(Goal)
Output every line of the items below as a JSON list of strings, one string per line, skipping any blank lines.

(Stored data)
+++++

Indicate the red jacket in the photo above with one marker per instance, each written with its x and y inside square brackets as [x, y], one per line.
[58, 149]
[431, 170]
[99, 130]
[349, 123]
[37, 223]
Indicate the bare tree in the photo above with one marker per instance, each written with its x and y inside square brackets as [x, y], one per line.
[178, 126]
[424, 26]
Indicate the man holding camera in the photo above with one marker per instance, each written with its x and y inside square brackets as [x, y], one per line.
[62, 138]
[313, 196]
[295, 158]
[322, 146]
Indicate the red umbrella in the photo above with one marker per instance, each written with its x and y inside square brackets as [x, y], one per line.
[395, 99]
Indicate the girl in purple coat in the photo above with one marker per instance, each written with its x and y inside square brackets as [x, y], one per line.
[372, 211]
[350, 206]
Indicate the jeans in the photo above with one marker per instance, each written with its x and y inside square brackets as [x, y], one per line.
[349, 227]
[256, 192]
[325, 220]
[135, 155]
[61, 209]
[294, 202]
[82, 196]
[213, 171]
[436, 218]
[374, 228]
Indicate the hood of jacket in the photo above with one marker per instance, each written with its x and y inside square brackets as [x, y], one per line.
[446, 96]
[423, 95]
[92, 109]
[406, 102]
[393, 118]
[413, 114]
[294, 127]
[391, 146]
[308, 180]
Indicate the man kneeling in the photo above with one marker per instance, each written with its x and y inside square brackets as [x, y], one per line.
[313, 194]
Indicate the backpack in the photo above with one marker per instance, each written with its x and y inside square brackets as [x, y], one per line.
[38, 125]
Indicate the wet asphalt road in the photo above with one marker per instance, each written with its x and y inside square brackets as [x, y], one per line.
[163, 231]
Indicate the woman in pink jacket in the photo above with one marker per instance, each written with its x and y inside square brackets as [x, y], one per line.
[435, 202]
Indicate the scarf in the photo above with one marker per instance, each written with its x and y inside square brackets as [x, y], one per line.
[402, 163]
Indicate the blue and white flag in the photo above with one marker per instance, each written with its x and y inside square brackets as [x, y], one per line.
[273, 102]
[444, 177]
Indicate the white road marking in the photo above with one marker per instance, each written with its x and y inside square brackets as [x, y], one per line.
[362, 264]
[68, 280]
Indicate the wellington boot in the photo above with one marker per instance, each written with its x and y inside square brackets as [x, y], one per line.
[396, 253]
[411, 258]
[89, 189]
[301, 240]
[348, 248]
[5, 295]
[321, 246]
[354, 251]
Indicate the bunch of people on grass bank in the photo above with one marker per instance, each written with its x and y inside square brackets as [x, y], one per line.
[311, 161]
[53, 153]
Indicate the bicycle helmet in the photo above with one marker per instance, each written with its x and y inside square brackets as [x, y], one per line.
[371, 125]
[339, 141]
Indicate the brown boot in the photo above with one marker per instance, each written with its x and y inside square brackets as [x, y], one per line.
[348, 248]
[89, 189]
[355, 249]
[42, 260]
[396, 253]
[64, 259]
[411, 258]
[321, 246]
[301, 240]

+++++

(Exercise result)
[
  "Indicate the red jacket in the photo above with one marker per instance, each written with its x and y inside square brackets as [x, y], one per line.",
  "[58, 149]",
  "[431, 170]",
  "[99, 130]",
  "[349, 123]",
  "[37, 223]",
  "Indicate the bare tree in the photo above with one marker per instance, each written with its x and y inside square brackets as [x, y], one per line.",
  "[178, 126]",
  "[424, 26]",
  "Indicate the man holding camera in the photo above with one marker per instance, each written with its x and y inside square brackets as [x, y], one per line.",
  "[62, 138]",
  "[313, 196]",
  "[295, 158]",
  "[322, 146]",
  "Indicate the red umbrella in the photo above with one marker per instance, each written with its x and y inside square brackets as [x, y], one per line.",
  "[395, 99]",
  "Indicate the girl in purple coat in the photo above with one marker per instance, each written with its x and y inside square brackets as [x, y], one per line.",
  "[372, 211]",
  "[350, 206]",
  "Indicate the jeans in the photo above with one marker per instance, each written with its x and y inside square brackets as [x, y], one per line.",
  "[349, 227]",
  "[256, 192]",
  "[325, 220]",
  "[135, 155]",
  "[61, 209]",
  "[294, 202]",
  "[82, 196]",
  "[213, 171]",
  "[436, 218]",
  "[374, 228]",
  "Indicate the hood of jacket in the photo above with one marker per instance, each written with its x and y inside square brackets as [x, y], one per line.",
  "[446, 96]",
  "[423, 95]",
  "[92, 109]",
  "[406, 102]",
  "[393, 118]",
  "[413, 114]",
  "[294, 127]",
  "[391, 146]",
  "[308, 180]",
  "Indicate the man kneeling in the photo above with one marker per instance, each written with its x and y inside square brackets as [x, y], one per line.",
  "[313, 194]",
  "Indicate the backpack in the photo above with one marker per instance, each written with its x and y inside square brackets as [x, y], one per line.",
  "[38, 125]",
  "Indicate the wet asphalt road in the photo above with one marker per instance, each written with its x and y inside square brackets as [x, y], one per line.",
  "[163, 231]",
  "Indicate the woman in pink jacket in the photo above with one marker per instance, each written with its x and y inside square brackets as [x, y], one per line.",
  "[435, 202]",
  "Indicate the scarf in the photo above with one marker per instance, each written with its x and y inside square brackets as [x, y], one per line.",
  "[402, 163]",
  "Indicate the blue and white flag in the photo above with one marker per instance, each written with its x and y inside square brackets as [x, y], one per line.",
  "[273, 102]",
  "[444, 177]",
  "Indicate the white road marking in the photo above with one marker per instance, each written with its x and y inside square brackets as [x, y], one per line.",
  "[362, 264]",
  "[68, 280]",
  "Indicate the wellington boot in the photo above with one marker per instance, each written with its x and y inside square brackets as [x, y], one per line.",
  "[396, 253]",
  "[411, 258]",
  "[89, 189]",
  "[301, 240]",
  "[348, 248]",
  "[5, 295]",
  "[321, 246]",
  "[354, 251]",
  "Indicate the bunch of people on grass bank in the photo above with one marker per instance, each written with its x and y inside square brackets as [x, y], one per line.",
  "[311, 161]",
  "[53, 153]",
  "Indicate the bicycle helmet in the photo above with one marker per instance, each written with its x and y inside square brackets as [x, y], one per line.",
  "[371, 125]",
  "[339, 141]",
  "Indicate the brown boot in the photo above with one marker per instance, each written with its x and y inside square brackets as [x, y], one per line.",
  "[348, 248]",
  "[89, 189]",
  "[355, 249]",
  "[42, 260]",
  "[396, 253]",
  "[64, 259]",
  "[411, 258]",
  "[321, 246]",
  "[301, 240]"
]